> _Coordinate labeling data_
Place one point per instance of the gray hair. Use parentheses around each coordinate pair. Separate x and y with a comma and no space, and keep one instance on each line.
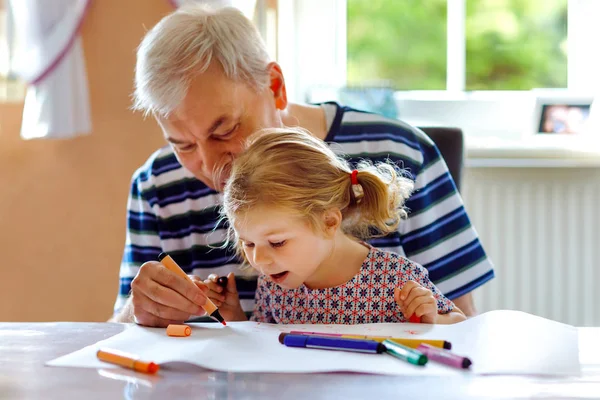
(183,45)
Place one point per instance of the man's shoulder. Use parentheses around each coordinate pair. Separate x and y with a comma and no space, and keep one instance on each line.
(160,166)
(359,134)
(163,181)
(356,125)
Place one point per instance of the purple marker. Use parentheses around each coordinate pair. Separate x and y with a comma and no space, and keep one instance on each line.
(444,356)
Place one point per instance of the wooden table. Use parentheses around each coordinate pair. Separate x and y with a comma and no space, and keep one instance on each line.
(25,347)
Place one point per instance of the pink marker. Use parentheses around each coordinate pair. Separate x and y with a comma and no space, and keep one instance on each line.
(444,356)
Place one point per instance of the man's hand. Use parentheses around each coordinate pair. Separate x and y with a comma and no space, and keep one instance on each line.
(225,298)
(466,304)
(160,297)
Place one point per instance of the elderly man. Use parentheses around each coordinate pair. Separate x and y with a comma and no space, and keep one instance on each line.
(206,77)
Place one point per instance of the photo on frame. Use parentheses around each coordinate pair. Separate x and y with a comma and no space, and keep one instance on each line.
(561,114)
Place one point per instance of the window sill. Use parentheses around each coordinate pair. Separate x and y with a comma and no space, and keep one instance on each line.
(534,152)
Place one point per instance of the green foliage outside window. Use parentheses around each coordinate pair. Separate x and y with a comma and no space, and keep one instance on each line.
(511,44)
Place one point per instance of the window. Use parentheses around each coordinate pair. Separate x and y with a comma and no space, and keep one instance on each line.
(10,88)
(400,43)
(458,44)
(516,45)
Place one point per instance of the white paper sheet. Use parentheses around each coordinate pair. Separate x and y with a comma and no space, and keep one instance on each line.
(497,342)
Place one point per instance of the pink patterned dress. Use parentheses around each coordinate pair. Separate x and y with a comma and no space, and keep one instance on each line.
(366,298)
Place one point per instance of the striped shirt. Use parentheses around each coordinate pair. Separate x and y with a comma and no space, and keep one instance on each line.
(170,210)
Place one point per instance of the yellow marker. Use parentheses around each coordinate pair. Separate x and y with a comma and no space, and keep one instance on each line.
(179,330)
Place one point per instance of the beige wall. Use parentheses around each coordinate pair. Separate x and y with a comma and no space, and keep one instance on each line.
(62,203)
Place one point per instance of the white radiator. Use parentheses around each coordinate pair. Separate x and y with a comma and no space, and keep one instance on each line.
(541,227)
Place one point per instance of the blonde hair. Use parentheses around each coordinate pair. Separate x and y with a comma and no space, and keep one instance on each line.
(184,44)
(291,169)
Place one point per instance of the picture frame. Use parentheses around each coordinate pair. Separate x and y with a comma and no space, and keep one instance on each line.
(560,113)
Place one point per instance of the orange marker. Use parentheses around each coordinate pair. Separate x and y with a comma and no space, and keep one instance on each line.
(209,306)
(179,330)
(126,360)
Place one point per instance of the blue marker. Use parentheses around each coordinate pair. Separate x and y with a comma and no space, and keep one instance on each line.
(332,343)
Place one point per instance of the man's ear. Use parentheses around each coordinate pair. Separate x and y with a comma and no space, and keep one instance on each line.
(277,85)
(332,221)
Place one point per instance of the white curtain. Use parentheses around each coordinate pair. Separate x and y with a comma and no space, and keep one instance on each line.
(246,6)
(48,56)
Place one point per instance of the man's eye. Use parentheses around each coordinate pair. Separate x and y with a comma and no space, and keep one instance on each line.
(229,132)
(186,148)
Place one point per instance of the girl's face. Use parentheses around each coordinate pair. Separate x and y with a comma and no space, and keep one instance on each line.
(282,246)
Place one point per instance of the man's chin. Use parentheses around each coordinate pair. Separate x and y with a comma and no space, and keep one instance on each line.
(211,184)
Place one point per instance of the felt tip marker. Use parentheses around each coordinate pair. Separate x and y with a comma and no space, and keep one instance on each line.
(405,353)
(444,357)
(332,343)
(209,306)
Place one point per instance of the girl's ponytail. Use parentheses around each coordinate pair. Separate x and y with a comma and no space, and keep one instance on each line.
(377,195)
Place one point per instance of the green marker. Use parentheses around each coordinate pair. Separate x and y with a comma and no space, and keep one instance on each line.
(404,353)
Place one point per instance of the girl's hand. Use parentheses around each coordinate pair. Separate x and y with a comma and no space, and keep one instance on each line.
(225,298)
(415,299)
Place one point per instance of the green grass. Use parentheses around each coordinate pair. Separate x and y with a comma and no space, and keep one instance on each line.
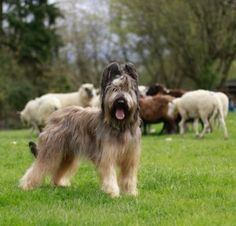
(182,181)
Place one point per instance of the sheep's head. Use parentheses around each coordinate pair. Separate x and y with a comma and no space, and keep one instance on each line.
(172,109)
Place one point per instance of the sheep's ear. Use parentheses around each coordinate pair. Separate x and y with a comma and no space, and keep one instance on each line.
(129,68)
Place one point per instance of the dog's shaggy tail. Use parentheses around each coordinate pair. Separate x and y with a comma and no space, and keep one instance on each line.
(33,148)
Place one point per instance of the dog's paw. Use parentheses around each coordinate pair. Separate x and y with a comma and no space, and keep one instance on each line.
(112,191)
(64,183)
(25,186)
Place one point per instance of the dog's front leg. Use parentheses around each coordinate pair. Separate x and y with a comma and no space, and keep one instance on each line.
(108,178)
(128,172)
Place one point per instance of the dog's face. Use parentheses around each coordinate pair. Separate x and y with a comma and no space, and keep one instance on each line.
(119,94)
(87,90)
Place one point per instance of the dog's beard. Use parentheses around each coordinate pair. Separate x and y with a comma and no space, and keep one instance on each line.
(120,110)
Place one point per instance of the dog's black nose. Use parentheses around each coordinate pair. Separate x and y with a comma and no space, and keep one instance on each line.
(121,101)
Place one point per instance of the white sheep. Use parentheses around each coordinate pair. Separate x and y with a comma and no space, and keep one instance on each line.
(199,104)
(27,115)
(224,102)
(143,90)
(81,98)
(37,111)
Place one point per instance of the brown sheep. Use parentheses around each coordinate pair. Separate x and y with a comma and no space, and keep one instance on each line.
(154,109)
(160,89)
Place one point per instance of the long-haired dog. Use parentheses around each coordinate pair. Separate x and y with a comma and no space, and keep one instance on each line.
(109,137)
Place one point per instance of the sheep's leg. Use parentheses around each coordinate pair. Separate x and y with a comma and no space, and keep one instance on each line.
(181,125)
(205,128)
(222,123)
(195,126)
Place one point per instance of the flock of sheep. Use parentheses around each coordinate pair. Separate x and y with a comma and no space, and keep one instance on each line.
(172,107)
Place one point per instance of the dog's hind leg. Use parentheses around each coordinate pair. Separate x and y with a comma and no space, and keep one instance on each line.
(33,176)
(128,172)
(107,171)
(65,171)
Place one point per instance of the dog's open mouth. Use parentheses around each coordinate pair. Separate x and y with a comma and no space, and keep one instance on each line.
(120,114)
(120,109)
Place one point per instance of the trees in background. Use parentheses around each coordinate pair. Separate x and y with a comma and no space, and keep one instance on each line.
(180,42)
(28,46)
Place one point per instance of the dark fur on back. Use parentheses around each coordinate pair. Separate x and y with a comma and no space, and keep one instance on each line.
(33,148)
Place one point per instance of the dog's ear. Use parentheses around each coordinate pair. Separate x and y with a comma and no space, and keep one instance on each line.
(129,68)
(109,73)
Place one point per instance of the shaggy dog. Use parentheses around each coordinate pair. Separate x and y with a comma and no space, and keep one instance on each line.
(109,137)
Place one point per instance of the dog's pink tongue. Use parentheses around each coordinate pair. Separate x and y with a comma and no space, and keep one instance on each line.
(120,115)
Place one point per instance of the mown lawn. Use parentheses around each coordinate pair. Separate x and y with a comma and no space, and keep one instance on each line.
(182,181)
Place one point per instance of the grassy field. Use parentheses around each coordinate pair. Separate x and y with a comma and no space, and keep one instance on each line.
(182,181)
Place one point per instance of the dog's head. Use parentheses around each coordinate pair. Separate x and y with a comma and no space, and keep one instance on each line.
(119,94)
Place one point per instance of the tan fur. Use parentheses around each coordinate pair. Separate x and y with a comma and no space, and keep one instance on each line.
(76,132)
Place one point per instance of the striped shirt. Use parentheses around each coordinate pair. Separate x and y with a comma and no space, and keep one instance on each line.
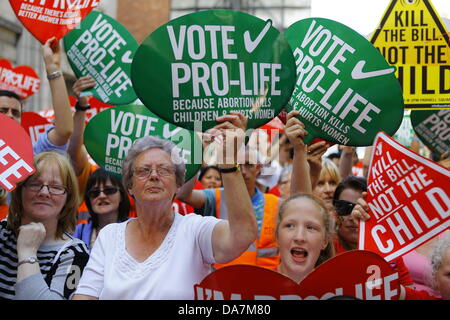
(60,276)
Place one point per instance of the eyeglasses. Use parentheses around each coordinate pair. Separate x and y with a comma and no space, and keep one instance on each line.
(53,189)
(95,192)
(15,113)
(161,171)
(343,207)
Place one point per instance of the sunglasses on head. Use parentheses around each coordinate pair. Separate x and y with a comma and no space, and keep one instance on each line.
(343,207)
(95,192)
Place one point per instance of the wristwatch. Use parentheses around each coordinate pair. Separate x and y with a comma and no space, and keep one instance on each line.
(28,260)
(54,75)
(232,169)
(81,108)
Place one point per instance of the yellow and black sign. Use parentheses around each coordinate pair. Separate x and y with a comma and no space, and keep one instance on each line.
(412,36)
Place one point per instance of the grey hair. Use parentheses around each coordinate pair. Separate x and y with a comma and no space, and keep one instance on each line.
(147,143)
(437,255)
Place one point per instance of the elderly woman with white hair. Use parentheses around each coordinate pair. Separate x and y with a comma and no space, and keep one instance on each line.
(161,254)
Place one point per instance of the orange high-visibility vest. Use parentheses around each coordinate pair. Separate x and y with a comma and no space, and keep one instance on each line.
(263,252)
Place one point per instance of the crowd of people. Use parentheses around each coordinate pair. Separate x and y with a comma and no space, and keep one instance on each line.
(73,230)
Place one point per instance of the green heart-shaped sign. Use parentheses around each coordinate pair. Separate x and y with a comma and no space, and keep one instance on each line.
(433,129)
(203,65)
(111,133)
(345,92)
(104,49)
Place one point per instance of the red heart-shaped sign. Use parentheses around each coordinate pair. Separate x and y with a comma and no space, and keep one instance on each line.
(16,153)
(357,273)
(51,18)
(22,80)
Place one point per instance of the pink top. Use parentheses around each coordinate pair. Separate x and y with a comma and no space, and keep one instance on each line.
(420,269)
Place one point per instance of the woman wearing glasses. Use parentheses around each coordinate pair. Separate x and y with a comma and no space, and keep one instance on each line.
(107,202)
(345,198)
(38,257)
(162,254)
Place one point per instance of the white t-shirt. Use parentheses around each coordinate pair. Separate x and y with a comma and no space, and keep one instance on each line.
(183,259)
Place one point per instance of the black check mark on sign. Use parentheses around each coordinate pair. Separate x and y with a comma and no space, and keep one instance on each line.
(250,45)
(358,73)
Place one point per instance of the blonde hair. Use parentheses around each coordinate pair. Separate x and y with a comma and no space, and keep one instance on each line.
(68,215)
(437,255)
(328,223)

...

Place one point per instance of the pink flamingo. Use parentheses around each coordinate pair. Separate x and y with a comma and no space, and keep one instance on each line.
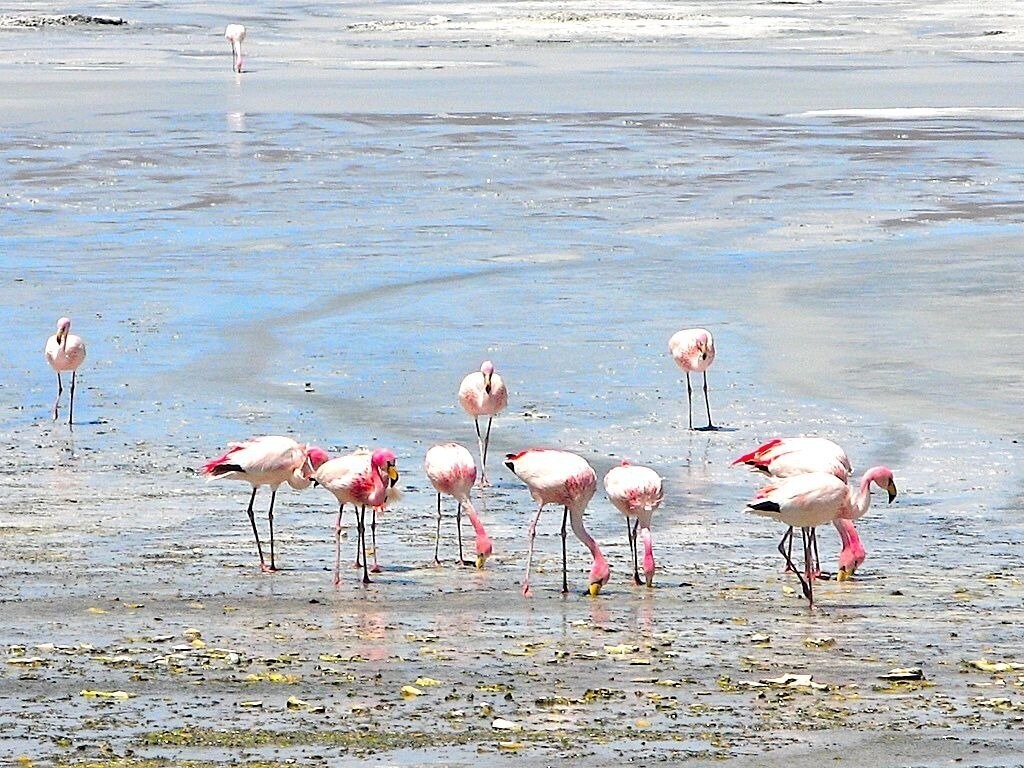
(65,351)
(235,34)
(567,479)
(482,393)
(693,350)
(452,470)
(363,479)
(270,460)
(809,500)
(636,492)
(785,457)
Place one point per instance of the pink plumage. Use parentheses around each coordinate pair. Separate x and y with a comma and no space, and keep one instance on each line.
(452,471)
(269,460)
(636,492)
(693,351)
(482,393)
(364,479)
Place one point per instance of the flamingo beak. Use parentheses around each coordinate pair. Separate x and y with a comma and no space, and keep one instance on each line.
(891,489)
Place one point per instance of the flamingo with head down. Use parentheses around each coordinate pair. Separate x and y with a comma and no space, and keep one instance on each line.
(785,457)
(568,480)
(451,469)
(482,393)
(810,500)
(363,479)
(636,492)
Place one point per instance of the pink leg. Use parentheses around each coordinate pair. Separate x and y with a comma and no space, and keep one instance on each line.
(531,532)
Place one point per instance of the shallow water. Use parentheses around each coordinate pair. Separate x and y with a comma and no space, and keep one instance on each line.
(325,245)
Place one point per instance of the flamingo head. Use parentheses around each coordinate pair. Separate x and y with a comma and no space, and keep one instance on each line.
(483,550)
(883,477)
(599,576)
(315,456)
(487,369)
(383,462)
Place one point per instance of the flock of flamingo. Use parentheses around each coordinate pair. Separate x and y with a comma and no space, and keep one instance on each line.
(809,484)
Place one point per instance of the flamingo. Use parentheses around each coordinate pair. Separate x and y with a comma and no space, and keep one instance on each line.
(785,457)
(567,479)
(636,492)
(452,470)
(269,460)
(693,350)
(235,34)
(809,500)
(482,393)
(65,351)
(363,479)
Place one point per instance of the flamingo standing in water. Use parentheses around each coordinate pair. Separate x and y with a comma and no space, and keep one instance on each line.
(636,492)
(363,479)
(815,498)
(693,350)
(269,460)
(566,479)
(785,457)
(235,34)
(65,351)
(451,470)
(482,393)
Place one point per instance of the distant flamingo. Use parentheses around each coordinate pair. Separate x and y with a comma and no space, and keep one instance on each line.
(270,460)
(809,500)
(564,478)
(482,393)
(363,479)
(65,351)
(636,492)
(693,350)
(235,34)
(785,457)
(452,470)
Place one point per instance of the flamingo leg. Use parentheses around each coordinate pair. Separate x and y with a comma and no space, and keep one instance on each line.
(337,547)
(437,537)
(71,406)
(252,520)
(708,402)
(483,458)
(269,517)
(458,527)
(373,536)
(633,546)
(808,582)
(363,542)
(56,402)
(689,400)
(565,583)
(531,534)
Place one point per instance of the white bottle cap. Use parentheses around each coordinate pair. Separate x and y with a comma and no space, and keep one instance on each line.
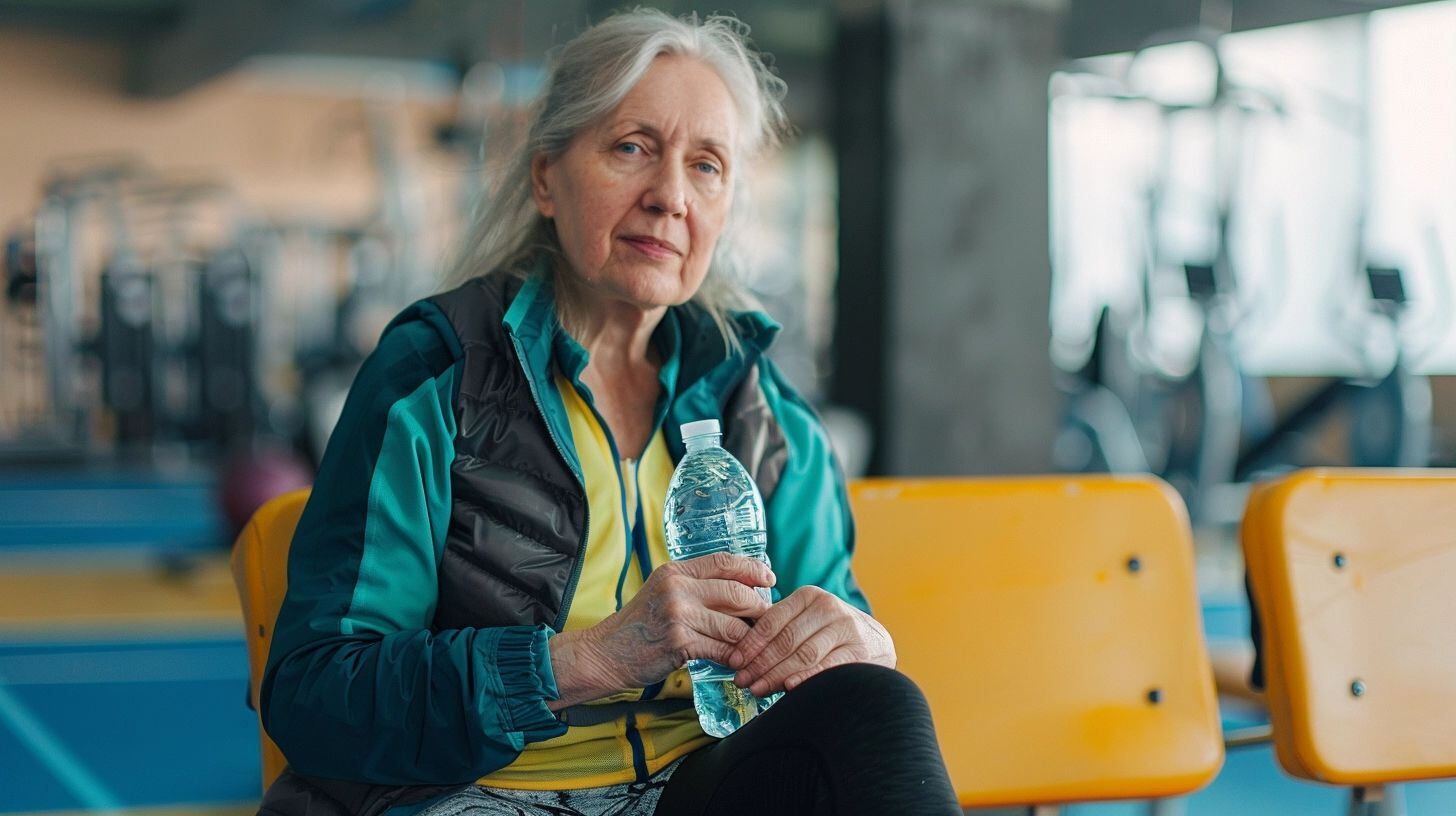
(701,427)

> _WHAT IS NEEDED_
Report, copied in full, every line above that contains the word "green". Case is significant.

> _RESPONSE BELOW_
Place one point per instance of the green foliage outside window. Use parentheses around each coordinate pair. Separate x and y with a comma and no space, and keep one instance on each line.
Place one point per instance of the green marker. Use parentheses around each coordinate pair. Separate x and y with a comma and no space, and keep one instance on each line.
Place one point per instance of the green grass. Use parentheses around each coordinate pair. Separate x and y with a comma and no space, and keep one instance on each line.
Place one point per instance of the green heart-shaped sign. Use parentheses around each coordinate pair. Separate x and y with a comma and no space, and keep one instance on each line.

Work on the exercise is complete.